# Do you believe in reciprocation? Like "atta boys!"



## scratch (May 16, 2005)

Hi,

Do you believe in reciprocation? Reading many, many posts in threads by thread starters. Many, many of the thread starters "hint" of _reciprocation_. You _come _to my site, I _go _to yours, sort of refrain.

Makes a great deal of sense to me. 

Peer to peer _viewing _and leaving an "atta boy," isn't that hard a thing to do even a :thumbsup: will suffice!

Most all create threads to show their wares. They also covet those "atta boys." For many it makes up 80 percent of _why _they do what they do, _showing _ their creations to their peers.

By the way "atta boys" are earned just for having the guts to put your stuff up there for all to see. Whether your a "ace," or an "ace" to be. "Quality" isn't the only criterion, "guts" is another. If you understand my meaning.

So what do _you _think? You _come _to my site, I _go _to yours, sort of refrain . . .


----------



## tjetsgrig (Nov 1, 2009)

. 

:thumbsup: :thumbsup:


----------



## roadrner (Jul 21, 1999)

I would have to agree, the guts all of these slotheads have. Posting any of their creations for all the board to see is amazing. I love seeing everyones creations, ideas and efforts regardless of their levels of skill. The best thing, is watching how those skills evolve and grow over time. Still one of the greatest boards I've ever stumbled across. Great administrator, great posters and great times are to be had here! :thumbsup::thumbsup::thumbsup: rr


----------



## tjd241 (Jan 25, 2004)

» Goal 1:
Return each line of the listing that contains the string "every", treating uppercase and lowercase as different.
The forum thread and the listing that follows it are unrelated.

» Entries provided:
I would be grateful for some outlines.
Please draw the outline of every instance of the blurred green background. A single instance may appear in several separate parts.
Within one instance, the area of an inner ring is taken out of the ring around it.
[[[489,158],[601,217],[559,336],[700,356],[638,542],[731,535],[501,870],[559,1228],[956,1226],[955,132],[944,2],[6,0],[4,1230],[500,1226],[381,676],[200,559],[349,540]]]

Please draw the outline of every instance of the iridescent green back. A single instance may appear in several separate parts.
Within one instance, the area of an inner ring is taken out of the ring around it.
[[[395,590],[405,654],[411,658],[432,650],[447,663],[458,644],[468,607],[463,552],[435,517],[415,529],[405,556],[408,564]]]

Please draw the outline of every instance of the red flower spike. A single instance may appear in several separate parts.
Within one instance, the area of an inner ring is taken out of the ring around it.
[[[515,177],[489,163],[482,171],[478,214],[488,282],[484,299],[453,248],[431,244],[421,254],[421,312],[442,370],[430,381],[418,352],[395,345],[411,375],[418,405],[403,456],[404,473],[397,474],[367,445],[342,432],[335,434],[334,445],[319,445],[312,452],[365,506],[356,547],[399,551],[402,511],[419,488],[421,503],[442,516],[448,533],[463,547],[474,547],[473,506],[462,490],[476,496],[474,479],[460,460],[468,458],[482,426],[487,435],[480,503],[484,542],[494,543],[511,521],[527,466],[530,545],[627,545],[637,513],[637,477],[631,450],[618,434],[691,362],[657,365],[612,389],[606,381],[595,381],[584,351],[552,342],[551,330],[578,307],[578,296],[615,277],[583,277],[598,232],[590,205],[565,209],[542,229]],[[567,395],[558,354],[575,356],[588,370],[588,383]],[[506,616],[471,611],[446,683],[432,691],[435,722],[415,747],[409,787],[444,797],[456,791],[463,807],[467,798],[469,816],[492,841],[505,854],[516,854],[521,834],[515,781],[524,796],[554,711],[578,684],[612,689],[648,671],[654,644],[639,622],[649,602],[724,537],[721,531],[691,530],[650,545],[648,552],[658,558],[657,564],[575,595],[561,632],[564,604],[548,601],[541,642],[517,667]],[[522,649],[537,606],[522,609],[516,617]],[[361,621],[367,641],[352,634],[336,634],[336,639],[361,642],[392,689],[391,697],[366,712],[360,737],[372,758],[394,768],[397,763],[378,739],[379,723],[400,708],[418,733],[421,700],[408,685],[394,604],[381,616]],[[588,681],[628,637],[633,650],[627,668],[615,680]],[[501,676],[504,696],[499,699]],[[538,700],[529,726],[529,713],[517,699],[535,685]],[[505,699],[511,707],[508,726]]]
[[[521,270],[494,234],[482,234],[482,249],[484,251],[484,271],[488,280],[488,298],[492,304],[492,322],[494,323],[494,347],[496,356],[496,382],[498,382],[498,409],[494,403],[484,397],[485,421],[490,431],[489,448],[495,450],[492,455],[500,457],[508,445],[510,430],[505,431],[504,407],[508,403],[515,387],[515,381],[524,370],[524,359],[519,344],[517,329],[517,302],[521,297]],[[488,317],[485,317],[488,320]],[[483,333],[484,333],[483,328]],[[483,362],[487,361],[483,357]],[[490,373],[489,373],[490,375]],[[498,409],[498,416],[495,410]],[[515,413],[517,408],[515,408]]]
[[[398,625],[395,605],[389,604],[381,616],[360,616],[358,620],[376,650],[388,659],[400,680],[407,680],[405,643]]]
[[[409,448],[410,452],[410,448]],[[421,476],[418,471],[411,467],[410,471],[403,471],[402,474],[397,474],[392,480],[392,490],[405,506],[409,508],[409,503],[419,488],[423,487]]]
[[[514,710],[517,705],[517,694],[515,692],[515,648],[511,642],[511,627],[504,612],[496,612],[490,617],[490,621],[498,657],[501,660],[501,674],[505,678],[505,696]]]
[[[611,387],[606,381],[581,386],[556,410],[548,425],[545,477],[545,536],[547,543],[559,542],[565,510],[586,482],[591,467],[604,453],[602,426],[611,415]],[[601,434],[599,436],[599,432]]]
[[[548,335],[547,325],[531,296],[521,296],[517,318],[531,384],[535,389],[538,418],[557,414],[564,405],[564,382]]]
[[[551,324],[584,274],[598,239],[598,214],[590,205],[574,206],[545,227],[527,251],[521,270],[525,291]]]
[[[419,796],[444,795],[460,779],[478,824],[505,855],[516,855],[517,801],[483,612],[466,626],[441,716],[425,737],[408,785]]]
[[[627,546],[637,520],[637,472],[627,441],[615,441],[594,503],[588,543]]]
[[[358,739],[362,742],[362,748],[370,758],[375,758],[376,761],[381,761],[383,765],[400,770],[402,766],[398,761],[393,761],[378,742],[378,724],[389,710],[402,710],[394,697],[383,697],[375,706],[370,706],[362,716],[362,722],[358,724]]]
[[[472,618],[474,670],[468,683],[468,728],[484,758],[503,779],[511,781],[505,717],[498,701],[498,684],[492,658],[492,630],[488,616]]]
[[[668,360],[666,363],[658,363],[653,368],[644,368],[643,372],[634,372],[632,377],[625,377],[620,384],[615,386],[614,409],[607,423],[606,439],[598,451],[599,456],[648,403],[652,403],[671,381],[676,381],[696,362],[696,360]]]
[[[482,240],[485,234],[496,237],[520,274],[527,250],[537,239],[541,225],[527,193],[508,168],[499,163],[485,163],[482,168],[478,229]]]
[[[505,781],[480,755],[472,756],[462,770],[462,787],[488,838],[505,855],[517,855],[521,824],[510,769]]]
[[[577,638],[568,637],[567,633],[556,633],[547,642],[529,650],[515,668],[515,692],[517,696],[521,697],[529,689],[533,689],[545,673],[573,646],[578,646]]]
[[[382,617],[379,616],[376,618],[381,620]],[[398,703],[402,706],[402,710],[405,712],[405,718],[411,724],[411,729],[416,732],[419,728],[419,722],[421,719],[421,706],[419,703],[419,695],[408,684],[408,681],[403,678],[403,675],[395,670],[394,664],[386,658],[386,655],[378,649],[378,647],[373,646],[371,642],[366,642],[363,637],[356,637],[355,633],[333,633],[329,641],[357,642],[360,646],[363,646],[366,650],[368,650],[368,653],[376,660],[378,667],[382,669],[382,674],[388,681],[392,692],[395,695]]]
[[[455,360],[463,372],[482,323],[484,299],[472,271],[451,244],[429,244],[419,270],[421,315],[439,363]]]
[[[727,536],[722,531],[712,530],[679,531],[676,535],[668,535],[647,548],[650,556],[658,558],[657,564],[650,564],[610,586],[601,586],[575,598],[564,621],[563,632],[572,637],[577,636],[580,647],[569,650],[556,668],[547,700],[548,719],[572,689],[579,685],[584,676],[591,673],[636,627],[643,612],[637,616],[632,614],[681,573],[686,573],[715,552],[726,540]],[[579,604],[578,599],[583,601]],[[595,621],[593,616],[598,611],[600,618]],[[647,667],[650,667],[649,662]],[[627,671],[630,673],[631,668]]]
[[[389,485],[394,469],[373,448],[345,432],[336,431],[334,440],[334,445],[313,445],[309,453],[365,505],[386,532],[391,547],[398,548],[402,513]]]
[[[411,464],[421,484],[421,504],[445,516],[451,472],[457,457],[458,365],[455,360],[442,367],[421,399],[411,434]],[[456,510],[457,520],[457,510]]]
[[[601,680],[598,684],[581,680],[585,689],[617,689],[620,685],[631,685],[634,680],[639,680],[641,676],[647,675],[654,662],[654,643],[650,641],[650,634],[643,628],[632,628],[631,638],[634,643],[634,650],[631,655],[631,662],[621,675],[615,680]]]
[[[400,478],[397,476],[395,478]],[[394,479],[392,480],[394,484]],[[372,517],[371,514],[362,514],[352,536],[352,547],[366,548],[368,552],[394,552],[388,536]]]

» Goal 2:
According to the forum thread's opening post, what criterion besides "quality" earns "atta boys"?

» Complete output 1:
Please draw the outline of every instance of the blurred green background. A single instance may appear in several separate parts.
Please draw the outline of every instance of the iridescent green back. A single instance may appear in several separate parts.
Please draw the outline of every instance of the red flower spike. A single instance may appear in several separate parts.

» Complete output 2:
"Guts"